→ **SOURCE DOCUMENT**:
--- BEGIN ---

# Half Jacket Lenses



## tjwest (Aug 18, 2009)

My three-year old has done a number on my lenses for my Oakley half jackets.  

I know I can pick up replacements from any number of Oakley outlets or online, but I thought it might be worth while to check to see if anyone knows where I can get some for a reasonable price.  Anyone got any ideas?


----------



## RackMaster (Aug 18, 2009)

Here's the link to the Oakley Military and Government Sales site.  You can register your own account and order from there.
www.usstandardissue.com/


----------



## tjwest (Aug 18, 2009)

gdamadg said:


> Here's the link to the Oakley Military and Government Sales site.  You can register your own account and order from there.
> www.usstandardissue.com/



Thanks, but it won't let me register for an account since I no longer have a valid government ID.  I even called to see if they would work with me given my former military status.  No dice.


----------



## Rock42 (Aug 24, 2009)

tjwest said:


> Thanks, but it won't let me register for an account since I no longer have a valid government ID.  I even called to see if they would work with me given my former military status.  No dice.




pM inbound


----------



## RackMaster (Aug 24, 2009)

tjwest said:


> Thanks, but it won't let me register for an account since I no longer have a valid government ID.  I even called to see if they would work with me given my former military status.  No dice.



Sorry it didn't work out, stupid "technicalities".


----------



## TLDR20 (Aug 24, 2009)

I have some you can have for free


----------



## tjwest (Sep 18, 2009)

Thanks to all who responded above.  I have been well taken care of my by Shadowspear brethren.


----------

--- END ---

→ **INPUT DATA**:
--- BEGIN ---

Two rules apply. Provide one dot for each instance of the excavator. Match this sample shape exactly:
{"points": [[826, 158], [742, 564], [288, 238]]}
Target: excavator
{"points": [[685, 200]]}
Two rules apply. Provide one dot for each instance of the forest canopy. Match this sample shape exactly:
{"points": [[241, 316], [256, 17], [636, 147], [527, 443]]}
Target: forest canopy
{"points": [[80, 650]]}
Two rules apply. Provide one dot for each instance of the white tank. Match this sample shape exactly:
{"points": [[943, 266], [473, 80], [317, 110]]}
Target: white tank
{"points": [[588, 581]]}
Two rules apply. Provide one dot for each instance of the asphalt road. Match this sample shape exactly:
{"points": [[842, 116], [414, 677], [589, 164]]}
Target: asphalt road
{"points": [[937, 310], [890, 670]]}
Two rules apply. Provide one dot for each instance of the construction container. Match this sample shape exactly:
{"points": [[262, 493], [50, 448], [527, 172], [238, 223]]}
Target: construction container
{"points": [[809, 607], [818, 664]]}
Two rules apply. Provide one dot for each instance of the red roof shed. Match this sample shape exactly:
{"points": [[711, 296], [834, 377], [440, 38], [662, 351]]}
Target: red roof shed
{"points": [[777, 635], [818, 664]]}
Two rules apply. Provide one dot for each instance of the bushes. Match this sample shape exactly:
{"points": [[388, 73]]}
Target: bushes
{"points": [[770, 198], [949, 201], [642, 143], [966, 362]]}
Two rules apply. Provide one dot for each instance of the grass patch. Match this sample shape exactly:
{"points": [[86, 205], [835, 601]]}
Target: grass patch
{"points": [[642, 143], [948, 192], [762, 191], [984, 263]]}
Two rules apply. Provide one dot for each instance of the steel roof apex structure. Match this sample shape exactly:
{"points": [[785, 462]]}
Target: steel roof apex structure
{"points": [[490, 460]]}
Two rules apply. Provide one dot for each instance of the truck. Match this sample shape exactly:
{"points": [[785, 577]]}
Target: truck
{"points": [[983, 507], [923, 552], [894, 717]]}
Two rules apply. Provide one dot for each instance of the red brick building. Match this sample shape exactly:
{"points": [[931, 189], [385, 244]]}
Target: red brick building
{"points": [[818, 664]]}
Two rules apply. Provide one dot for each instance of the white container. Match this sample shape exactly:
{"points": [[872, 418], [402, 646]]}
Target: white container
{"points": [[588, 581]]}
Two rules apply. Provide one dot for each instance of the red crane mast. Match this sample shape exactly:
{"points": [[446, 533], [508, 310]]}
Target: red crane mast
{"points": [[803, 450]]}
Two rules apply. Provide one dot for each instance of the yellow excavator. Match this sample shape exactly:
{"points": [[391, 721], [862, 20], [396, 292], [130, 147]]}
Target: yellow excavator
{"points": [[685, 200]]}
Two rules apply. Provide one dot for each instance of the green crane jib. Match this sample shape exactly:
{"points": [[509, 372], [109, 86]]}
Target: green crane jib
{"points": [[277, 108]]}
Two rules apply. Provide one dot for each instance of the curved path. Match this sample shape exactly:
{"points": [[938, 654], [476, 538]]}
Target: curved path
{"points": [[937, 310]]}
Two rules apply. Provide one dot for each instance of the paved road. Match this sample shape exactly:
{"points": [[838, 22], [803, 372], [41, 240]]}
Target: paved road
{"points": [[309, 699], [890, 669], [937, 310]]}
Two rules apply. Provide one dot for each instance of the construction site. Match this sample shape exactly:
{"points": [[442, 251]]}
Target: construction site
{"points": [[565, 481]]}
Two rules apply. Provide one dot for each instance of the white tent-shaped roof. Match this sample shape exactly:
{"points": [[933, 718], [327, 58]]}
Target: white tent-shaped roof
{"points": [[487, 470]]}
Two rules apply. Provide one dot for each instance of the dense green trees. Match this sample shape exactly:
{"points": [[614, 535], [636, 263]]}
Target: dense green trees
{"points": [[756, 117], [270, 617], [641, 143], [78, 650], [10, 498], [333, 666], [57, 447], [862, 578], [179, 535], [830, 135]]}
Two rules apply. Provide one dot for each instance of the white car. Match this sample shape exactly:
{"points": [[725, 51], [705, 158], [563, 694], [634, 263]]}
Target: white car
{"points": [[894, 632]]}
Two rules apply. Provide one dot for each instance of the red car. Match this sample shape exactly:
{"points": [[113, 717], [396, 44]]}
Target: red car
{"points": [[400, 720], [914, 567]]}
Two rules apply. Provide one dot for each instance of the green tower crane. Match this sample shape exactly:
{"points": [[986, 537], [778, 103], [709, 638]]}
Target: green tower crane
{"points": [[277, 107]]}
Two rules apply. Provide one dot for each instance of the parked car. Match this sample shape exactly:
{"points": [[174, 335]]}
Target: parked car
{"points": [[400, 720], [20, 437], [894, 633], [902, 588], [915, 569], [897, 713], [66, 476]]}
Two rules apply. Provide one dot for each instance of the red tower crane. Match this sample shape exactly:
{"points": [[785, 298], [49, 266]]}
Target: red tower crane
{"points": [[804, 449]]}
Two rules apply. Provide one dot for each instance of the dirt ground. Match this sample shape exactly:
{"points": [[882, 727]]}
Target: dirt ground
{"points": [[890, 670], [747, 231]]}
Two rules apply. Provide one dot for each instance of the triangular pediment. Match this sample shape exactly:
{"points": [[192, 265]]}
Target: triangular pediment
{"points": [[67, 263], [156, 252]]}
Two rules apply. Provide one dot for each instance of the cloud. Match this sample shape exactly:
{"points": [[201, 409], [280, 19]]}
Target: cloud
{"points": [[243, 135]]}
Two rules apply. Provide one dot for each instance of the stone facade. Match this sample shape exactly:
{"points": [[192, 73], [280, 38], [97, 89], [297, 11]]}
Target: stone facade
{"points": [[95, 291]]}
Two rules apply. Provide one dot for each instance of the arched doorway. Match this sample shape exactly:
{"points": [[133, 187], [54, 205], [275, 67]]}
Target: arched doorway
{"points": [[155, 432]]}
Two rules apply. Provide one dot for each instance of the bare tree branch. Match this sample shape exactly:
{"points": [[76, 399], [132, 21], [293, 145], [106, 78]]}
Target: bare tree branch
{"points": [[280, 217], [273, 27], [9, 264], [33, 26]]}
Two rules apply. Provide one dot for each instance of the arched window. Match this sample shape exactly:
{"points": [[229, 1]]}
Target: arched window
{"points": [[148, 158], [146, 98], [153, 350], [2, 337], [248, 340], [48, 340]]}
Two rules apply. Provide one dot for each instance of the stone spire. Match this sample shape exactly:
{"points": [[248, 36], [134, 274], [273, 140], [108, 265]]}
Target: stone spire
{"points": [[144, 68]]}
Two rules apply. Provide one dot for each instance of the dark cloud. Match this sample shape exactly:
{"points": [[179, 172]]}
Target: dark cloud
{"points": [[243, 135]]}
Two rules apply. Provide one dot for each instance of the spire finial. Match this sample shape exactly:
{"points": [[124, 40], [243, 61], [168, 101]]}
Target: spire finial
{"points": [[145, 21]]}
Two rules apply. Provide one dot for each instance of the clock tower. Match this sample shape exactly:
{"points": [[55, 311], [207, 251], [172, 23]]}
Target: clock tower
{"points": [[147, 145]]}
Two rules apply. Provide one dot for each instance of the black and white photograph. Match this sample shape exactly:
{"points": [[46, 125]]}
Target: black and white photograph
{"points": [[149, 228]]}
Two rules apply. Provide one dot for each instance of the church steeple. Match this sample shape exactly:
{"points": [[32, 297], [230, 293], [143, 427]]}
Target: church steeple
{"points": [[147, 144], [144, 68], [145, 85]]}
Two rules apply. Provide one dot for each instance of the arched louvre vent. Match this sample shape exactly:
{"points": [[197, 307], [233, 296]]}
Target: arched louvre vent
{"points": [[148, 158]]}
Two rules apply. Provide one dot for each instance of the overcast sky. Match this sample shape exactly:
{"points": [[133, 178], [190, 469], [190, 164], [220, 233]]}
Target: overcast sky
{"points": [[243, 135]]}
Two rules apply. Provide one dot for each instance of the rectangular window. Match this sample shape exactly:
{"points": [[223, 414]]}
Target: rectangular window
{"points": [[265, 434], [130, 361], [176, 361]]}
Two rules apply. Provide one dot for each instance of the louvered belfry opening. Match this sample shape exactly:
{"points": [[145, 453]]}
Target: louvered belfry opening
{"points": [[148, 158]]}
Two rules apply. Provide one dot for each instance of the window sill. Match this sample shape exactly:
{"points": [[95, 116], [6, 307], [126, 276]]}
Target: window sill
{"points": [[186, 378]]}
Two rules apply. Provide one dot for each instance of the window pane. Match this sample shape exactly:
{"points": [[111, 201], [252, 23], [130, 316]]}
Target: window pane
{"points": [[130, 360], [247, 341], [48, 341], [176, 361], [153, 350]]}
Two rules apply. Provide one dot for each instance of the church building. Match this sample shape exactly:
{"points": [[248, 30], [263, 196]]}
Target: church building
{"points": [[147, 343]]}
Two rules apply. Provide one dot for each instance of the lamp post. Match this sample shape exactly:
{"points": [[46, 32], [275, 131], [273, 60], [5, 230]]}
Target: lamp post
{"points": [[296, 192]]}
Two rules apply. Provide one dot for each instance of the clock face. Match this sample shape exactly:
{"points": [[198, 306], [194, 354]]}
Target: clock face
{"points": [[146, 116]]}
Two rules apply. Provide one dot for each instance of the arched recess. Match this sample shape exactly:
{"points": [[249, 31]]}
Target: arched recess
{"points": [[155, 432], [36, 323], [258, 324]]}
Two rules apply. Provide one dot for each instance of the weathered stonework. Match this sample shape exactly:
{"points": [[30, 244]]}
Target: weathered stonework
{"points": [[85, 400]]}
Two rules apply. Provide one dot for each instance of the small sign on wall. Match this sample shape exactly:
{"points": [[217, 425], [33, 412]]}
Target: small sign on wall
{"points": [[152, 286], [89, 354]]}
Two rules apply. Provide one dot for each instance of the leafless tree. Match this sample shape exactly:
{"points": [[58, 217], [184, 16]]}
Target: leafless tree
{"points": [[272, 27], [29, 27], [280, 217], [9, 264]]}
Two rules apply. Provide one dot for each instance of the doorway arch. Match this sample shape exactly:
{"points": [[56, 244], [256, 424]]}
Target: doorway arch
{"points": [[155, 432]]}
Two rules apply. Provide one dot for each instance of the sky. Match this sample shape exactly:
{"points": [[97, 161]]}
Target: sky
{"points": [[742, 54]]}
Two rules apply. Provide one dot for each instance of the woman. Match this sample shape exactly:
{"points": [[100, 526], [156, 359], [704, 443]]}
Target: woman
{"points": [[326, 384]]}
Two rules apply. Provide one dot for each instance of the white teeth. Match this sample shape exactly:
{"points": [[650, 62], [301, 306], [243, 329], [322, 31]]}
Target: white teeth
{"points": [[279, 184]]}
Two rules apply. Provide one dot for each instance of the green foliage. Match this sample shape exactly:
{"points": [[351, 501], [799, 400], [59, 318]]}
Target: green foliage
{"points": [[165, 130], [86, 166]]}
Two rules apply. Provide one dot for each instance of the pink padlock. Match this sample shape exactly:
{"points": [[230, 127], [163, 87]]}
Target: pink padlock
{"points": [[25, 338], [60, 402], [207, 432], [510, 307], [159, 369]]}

--- END ---

→ **PROBLEM SET**:
A – Answer these questions about the thread on half jacket lenses:
(i) What brand are the sunglasses whose lenses were damaged?
(ii) Why couldn't tjwest register for an account on the military and government sales site?
(iii) What price did TLDR20 offer?
B – Rewrite the listing as a numbered list, starting with the line that contains "the green foliage." and ending with the final line of the listing, both included. Leave out any blank lines.
The thread and the listing have nothing to do with each other.

→ **SOLUTIONS PER TASK**:
A –
(i) Oakley
(ii) tjwest no longer has a valid government ID.
(iii) Free

B –
1. Two rules apply. Provide one dot for each instance of the green foliage. Match this sample shape exactly:
2. {"points": [[351, 501], [799, 400], [59, 318]]}
3. Target: green foliage
4. {"points": [[165, 130], [86, 166]]}
5. Two rules apply. Provide one dot for each instance of the pink padlock. Match this sample shape exactly:
6. {"points": [[230, 127], [163, 87]]}
7. Target: pink padlock
8. {"points": [[25, 338], [60, 402], [207, 432], [510, 307], [159, 369]]}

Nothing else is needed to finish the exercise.